Game Pile: Prince Of Persia 2008

I’m not sure at what point I started to get so picky with videogames that I felt I could discard them in the first hour or two of playing. Yesterday I deleted Prince of Persia (2008), a game that’s misnamed twice with big structural problems that once again reminds me that as a PC gamer, I am a second-class citizen.

See, when the game was made, clearly for a console, it was made with a lot of context-sensitive press-the-right-button controls, which in a console gives you four buttons of reasonably identical access, all underneath your thumb. For a console controller, you can smoothly step from A to B to C To D, and the buttons have a clear place in your brain, if you’re a console gamer. When you see an ? or a ? you just know what to press and that means they all move together nice and smoothly. Those four buttons associate together well, and tightly.

On a PC, the buttons are, in order of introduction, spacebar, left mouse button, R, and E. They are represented by a green circle, a slightly left-leaning line in a grey circle, a red circle, and a yellow circle. Also, the right mouse button is used for something that the shoulder buttons do, and it’s represented by a little grey circle that’s meant to mirror the left mouse button icon. Thing is, these are brand new symbols to me. I am not used to thinking of my spacebar as a green button. It’s not a green button, it’s a black button.

What this means is that in the crucial opening of the game, in which they introduce to me the system whereby I am going to interact with their world, instead of telling me ‘Do this, by doing this,’ they instead say ‘do this.’ and wait like a fussy babysitter for me to do the correct thing. Worse, in the tutorial sections, the tutorial techniques aren’t the only way to do things. I cleared a jump without doing the wallrun it wanted me to do, and the game stayed with the big tutorial decals around, waiting for me to go back and Do It Properly. This attitude of Do It Properly carried over to the combat. The tutorial stopped short and told me exactly what moves to do and when, and when I didn’t do them its particular opinion of what was the ‘right’ way, rejuvenated the enemy health and started me over. My dispatch of two inconsequential guards on a road in the middle of nowhere had to be done with a suitably impressive style and flair to appropriately impress Elika, apparently.

[Dataset records]
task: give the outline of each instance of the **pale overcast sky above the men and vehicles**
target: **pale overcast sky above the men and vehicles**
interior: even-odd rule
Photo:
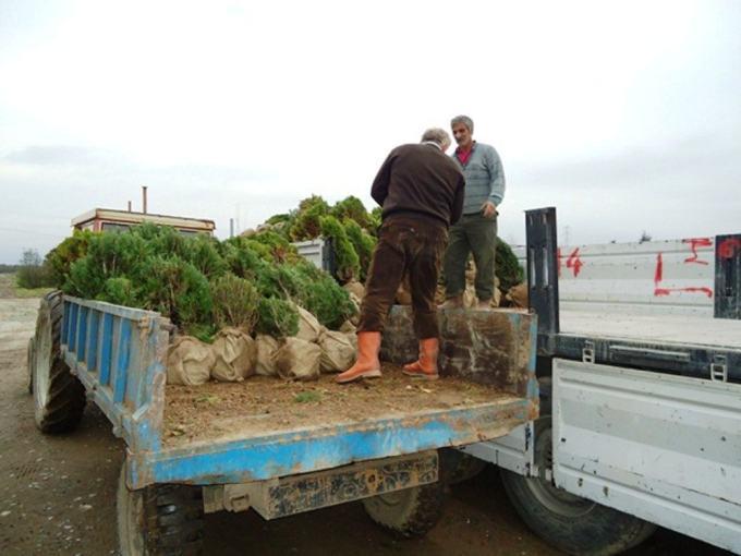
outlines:
[[[0,0],[0,263],[94,207],[245,229],[361,197],[388,150],[470,114],[500,235],[741,232],[741,1]]]

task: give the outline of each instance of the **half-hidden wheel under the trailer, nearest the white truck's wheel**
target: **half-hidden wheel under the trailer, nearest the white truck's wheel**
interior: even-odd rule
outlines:
[[[441,482],[379,494],[363,500],[365,512],[379,525],[408,539],[424,536],[442,515]]]

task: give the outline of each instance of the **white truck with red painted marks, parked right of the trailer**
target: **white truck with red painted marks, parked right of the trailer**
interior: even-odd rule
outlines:
[[[526,227],[540,416],[464,451],[499,466],[523,520],[569,554],[618,554],[656,525],[741,554],[741,234],[688,245],[691,268],[697,247],[712,253],[696,265],[714,270],[709,285],[667,276],[651,255],[654,303],[669,311],[641,310],[642,285],[624,281],[630,291],[599,303],[569,285],[561,315],[559,274],[590,261],[558,252],[554,208],[529,210]],[[607,293],[645,251],[603,265]],[[627,312],[617,300],[631,292]]]

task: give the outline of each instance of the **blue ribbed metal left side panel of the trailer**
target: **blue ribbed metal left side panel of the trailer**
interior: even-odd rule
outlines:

Problem 1:
Answer these from the Prince of Persia review:
(a) Which game does the writer say was deleted yesterday?
(b) Which PC inputs, in order of introduction, stand in for the four console buttons?
(c) When the writer didn't perform the tutorial's combat moves, what did the game do?
Problem 2:
In the Prince of Persia review, find every on-screen symbol described for the PC controls and list them all.
Problem 3:
Write the next part of the Prince of Persia review, picking up after its last sentence.

Answer box 1:
(a) Prince of Persia (2008)
(b) Spacebar, left mouse button, R, and E
(c) It rejuvenated the enemy health and started the writer over.

Answer box 2:
- A green circle
- A slightly left-leaning line in a grey circle
- A red circle
- A yellow circle
- A little grey circle meant to mirror the left mouse button icon

Answer box 3:
This interface shit just gets worse as the game unfolds. When you get to a map interface, where you have to move a cursor over to a spot, and press a button, any PC user would tell you that the button you push should be the mouse button, but it’s not. It’s the fucking R button. R! The letter on the keyboard that’s next to E and T!

The tutorials keep going, too – after an hour of play, I was still getting things tutorial’d at me, as if the in-game explanations that were offered for plot events in the cut scenes and quick-time events I had to do weren’t obvious enough. It wasn’t just flashing up nice, subtle ‘do this to do this’ entries like, for example, Fallout 3’s interface did, it actually explicitly opens a simple, point-and-click map interface that is completely understandable to anyone who’s used Steam or Windows at all, with Welcome To The Map Tutorial. Know what it needs to tell me? ‘You can’t access these places until you’ve accessed these places.’ Cursor-over-this-and-button is the most basic form of interface, but Prince of Persia’s sneering attitude hovers in the background of even this exchange and figures that it has to tell me how to use it.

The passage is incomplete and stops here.